Stored data:
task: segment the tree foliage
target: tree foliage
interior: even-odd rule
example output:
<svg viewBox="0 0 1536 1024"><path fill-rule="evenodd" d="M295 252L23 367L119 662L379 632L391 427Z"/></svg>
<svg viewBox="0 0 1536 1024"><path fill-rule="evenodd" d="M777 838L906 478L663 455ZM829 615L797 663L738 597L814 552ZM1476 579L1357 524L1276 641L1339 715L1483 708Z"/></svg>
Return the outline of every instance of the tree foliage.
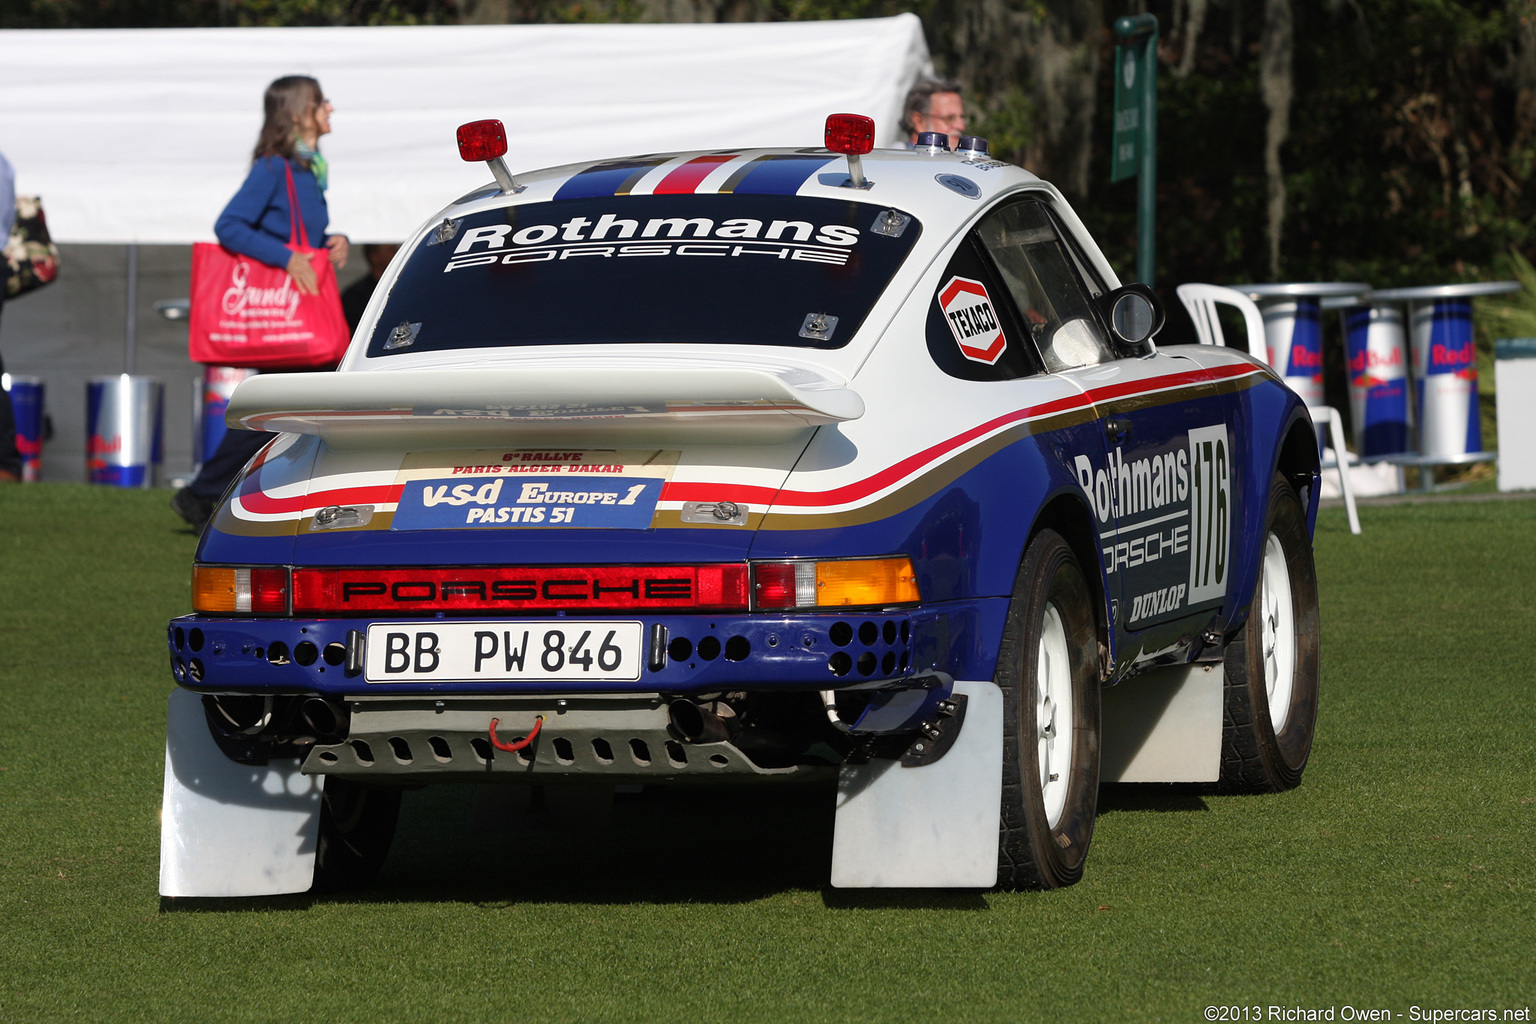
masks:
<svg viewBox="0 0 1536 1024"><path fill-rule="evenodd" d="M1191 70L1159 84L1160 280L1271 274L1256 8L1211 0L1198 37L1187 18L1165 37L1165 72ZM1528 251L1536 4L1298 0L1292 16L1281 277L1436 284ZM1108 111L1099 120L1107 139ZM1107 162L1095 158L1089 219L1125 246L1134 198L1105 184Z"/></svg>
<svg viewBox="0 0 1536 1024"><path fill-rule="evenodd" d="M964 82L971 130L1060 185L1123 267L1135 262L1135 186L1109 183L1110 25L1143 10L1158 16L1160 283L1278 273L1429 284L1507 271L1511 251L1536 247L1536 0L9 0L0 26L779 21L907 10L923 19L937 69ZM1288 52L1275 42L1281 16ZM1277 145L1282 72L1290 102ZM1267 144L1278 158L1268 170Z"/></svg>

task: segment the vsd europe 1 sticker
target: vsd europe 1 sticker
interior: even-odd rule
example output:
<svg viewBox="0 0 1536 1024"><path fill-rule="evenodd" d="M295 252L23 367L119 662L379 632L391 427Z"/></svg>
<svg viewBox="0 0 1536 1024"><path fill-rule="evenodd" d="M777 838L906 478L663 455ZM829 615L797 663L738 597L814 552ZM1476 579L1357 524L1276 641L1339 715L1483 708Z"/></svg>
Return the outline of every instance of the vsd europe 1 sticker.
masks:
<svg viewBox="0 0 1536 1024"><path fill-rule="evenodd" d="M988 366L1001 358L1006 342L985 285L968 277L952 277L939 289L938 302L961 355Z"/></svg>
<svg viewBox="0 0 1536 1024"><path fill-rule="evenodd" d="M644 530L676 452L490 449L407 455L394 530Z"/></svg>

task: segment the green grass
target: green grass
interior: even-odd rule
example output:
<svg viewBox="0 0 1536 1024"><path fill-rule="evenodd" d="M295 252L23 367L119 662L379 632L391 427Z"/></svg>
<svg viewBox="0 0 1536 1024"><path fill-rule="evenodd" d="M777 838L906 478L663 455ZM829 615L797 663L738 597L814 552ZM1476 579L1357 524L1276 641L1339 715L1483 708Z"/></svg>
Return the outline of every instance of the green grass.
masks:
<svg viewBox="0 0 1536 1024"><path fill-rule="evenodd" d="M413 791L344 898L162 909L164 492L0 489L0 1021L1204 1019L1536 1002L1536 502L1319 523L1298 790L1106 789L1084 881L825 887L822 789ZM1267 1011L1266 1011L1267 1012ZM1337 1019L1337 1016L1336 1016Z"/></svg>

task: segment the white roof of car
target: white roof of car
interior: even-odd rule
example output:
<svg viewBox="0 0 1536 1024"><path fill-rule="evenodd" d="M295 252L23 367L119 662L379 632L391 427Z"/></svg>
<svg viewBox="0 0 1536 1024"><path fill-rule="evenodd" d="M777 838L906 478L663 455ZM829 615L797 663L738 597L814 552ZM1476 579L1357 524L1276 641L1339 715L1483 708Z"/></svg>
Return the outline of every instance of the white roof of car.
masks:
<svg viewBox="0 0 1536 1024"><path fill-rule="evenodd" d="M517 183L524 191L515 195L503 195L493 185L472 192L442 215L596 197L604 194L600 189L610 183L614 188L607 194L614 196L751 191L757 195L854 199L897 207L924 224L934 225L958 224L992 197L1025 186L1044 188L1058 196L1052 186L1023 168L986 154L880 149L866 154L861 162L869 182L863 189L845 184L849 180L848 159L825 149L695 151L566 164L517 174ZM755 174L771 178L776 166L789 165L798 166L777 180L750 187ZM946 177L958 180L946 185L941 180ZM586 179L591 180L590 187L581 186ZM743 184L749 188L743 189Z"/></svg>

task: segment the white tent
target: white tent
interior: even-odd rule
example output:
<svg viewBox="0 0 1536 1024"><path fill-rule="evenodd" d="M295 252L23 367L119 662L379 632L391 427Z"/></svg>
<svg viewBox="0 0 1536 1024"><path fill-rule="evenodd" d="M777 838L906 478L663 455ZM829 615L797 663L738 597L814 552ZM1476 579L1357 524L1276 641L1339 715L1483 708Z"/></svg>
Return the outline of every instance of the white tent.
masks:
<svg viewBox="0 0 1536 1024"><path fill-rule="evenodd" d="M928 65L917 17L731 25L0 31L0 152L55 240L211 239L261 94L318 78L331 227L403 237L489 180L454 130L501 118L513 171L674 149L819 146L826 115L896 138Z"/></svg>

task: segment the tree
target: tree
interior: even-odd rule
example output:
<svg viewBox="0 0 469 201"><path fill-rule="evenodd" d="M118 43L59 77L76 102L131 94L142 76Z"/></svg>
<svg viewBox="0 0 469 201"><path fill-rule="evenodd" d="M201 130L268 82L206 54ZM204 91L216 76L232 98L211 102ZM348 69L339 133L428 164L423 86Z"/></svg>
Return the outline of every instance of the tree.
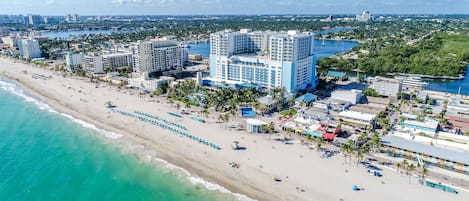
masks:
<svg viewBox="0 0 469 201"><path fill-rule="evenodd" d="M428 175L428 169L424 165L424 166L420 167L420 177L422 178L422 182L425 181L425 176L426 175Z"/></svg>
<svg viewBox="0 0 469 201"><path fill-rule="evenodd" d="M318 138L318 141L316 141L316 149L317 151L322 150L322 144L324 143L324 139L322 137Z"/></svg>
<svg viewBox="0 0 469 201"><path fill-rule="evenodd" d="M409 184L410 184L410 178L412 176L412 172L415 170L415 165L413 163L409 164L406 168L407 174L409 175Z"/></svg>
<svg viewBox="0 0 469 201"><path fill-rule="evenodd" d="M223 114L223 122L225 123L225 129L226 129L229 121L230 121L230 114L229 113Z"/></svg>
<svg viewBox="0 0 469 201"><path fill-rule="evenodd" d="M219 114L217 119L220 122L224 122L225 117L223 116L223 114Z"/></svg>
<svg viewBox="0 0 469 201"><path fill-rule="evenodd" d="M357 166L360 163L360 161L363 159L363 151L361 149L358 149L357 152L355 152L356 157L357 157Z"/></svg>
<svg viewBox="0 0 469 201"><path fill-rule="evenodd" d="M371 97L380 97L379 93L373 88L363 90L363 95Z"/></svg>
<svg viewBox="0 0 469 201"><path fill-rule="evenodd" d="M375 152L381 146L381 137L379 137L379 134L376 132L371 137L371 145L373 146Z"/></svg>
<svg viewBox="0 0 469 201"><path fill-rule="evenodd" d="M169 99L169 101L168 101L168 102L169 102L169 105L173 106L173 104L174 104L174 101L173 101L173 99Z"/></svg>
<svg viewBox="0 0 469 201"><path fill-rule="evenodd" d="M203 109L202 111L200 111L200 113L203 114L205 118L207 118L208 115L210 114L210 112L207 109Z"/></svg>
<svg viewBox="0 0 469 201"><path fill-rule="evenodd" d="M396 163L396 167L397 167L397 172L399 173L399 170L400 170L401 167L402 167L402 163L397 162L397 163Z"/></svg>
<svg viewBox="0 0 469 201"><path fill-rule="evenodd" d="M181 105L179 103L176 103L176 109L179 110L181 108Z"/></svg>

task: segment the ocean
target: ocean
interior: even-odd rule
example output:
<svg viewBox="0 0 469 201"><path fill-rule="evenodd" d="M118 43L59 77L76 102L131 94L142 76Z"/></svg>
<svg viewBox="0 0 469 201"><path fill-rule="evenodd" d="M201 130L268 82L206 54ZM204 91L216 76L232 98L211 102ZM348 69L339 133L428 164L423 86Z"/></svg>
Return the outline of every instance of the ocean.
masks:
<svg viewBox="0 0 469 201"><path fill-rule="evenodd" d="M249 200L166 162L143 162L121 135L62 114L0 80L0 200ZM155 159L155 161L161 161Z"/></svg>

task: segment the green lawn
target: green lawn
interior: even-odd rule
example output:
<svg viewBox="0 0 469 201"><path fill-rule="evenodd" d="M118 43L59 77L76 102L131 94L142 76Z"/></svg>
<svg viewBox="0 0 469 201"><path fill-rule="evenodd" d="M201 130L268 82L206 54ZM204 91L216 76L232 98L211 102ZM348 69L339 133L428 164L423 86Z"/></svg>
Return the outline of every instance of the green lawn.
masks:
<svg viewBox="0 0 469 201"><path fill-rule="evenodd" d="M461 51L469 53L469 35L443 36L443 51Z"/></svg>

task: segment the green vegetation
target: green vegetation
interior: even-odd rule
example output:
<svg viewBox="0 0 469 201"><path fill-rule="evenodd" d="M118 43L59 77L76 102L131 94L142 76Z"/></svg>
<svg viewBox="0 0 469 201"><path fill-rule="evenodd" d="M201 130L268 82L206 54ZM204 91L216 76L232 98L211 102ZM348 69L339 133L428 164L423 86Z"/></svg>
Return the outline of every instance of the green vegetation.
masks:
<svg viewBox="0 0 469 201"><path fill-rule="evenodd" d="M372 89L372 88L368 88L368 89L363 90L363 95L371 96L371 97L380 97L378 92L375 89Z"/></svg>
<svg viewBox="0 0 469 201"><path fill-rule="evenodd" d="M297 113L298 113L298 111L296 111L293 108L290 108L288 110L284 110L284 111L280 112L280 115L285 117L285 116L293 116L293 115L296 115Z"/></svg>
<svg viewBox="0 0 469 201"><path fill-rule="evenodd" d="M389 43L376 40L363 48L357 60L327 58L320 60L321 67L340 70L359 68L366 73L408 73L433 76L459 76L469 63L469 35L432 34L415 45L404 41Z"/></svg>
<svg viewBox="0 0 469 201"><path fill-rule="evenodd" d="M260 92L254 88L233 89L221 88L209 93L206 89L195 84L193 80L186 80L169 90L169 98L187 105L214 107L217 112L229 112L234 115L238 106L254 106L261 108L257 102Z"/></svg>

** What the task requires **
Whenever the word "vegetation" shows up in a line of the entries, copy that line.

** Exercise output **
task: segment the green vegetation
target: green vegetation
Return the outline of every instance of the green vegetation.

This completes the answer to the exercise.